Свое время | страница 11
Имперское не вступает в противоречие с личным, личное не приносится огульно, «в гурьбе и гуртом» в жертву коллективному. Героизм в том, чтобы спасти – если не себя, то других: отечество, сограждан, товарищей… а не в патетической разновидности самоубийства. Горечь от того, что погибшему не возданы достойные его подвига прощальные почести, сглаживается тем, что могилу копали родимые руки боевых товарищей[5]. Но погибшего оставляют один на один с его славой. В этом и одиночество, и единственность. Их невозможно разделить. Экзистенциальная истина, часть европейского опыта.
С начала XIX века и до начала двадцатых годов XX века этот опыт стал и российским.
«Бородино» Лермонтова, ключевой текст о «главной битве» эпохи, которую мы воспринимаем как «свою», а не как отстраненно-древнюю, – это рассказ об эпическом событии из уст рядового солдата. «Скажи-ка, дядя…» Толстовский капитан Тушин – и тот все же офицер, дворянин.

● ЗАДАНИЕ
Выпишите дословно отрывок из приведенного выше раздела документа: начните с того места, где стоят слова «Свое время |», и остановитесь после слов «часть европейского опыта.».

● ДАННЫЕ
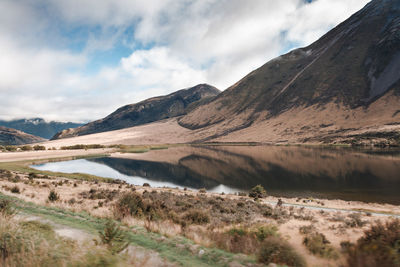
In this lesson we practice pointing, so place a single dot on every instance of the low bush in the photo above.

● ОТВЕТ
Свое время | страница 11
Имперское не вступает в противоречие с личным, личное не приносится огульно, «в гурьбе и гуртом» в жертву коллективному. Героизм в том, чтобы спасти – если не себя, то других: отечество, сограждан, товарищей… а не в патетической разновидности самоубийства. Горечь от того, что погибшему не возданы достойные его подвига прощальные почести, сглаживается тем, что могилу копали родимые руки боевых товарищей[5]. Но погибшего оставляют один на один с его славой. В этом и одиночество, и единственность. Их невозможно разделить. Экзистенциальная истина, часть европейского опыта.